Nothing
#' Scraping issues’ URLs from the OJS issues archive
#'
#' Takes a vector of OJS URLs and scrapes the issues URLs from the issue archive.
#'
#' @param input_url Character vector.
#' @param verbose Logical.
#' @return A long-format dataframe with the url you provided (input_url) and the url of issues found (output_url)
#'
#' @examples
#' \donttest{
#' journals <- c(
#' 'https://dspace.palermo.edu/ojs/index.php/psicodebate/issue/archive',
#' 'https://publicaciones.sociales.uba.ar/index.php/psicologiasocial/article/view/2903'
#' )
#' issues <- ojsr::get_issues_from_archive(input_url = journals, verbose = TRUE)
#' }
#'
#' @export
get_issues_from_archive <- function ( input_url , verbose = FALSE ) {
url_parsed <- process_urls(input_url)
xpath <- '//a[contains(@href, "/issue/view/")]'
output_names <- c('input_url', 'output_url')
df <- ojsr_scrap_v3(input_url = input_url, verbose = verbose, from = "get_issue_url",
conventional_url = url_parsed$conventional_archive, xpath = xpath, output_names = output_names)
return(df)
}
#' Scraping articles URLs from the ToC of OJS issues
#'
#' Takes a vector of OJS (issue) URLs and scrapes the links to articles from the issues table of content
#'
#' @param input_url Character vector.
#' @param verbose Logical.
#' @return A long-format dataframe with the url you provided (input_url) and the articles url scrapped (output_url)
#'
#' @examples
#' \donttest{
#' issues <- c(
#' 'https://revistas.ucn.cl/index.php/saludysociedad/issue/view/65',
#' 'https://publicaciones.sociales.uba.ar/index.php/psicologiasocial/issue/view/31'
#' )
#' articles <- ojsr::get_articles_from_issue(input_url = issues, verbose = TRUE)
#' }
#' @export
#'
get_articles_from_issue <- function ( input_url , verbose = FALSE ) {
url_parsed <- process_urls(input_url)
xpath <- '//a[contains(@href, "/article/view/")]'
output_names <- c('input_url', 'output_url')

> [Problems]:
(1) From the OJS scraping code, reproduce the passage starting with "#' issues <- ojsr::get_issues_from_archive(input_url" and going on through "output_names = output_names)".
(2) In the OJS scraping code, what XPath expression does get_articles_from_issue assign to xpath?

> [Data shown]:
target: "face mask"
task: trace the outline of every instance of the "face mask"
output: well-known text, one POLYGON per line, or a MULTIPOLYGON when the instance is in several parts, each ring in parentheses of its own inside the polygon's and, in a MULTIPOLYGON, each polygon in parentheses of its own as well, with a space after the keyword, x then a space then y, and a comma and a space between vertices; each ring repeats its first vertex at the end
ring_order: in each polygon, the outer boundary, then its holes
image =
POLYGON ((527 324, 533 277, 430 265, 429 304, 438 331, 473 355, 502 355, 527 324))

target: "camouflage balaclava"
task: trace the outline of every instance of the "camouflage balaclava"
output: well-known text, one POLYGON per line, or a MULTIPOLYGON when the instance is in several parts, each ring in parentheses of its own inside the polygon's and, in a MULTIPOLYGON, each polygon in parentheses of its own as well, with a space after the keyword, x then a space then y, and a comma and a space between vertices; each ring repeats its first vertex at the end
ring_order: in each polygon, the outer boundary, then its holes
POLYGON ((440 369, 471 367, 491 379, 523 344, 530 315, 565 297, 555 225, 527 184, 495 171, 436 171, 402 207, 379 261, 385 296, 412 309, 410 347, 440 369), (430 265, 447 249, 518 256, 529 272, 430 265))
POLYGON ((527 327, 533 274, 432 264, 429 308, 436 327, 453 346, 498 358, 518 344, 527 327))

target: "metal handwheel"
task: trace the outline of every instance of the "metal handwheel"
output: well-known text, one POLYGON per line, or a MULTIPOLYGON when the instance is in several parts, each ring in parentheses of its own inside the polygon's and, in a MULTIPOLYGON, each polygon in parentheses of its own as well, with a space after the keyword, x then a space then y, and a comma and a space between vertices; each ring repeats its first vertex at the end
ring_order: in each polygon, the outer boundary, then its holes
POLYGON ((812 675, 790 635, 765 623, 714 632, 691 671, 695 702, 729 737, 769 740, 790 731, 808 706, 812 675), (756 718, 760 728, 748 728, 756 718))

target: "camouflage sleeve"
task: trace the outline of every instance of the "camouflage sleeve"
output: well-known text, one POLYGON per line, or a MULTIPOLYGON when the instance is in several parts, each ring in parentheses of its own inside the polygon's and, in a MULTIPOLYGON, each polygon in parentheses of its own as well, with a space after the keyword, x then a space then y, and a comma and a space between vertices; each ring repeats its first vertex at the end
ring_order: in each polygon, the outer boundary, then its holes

> [Results of the tasks]:
(1)
#' issues <- ojsr::get_issues_from_archive(input_url = journals, verbose = TRUE)
#' }
#'
#' @export
get_issues_from_archive <- function ( input_url , verbose = FALSE ) {
url_parsed <- process_urls(input_url)
xpath <- '//a[contains(@href, "/issue/view/")]'
output_names <- c('input_url', 'output_url')
df <- ojsr_scrap_v3(input_url = input_url, verbose = verbose, from = "get_issue_url",
conventional_url = url_parsed$conventional_archive, xpath = xpath, output_names = output_names)

(2) '//a[contains(@href, "/article/view/")]'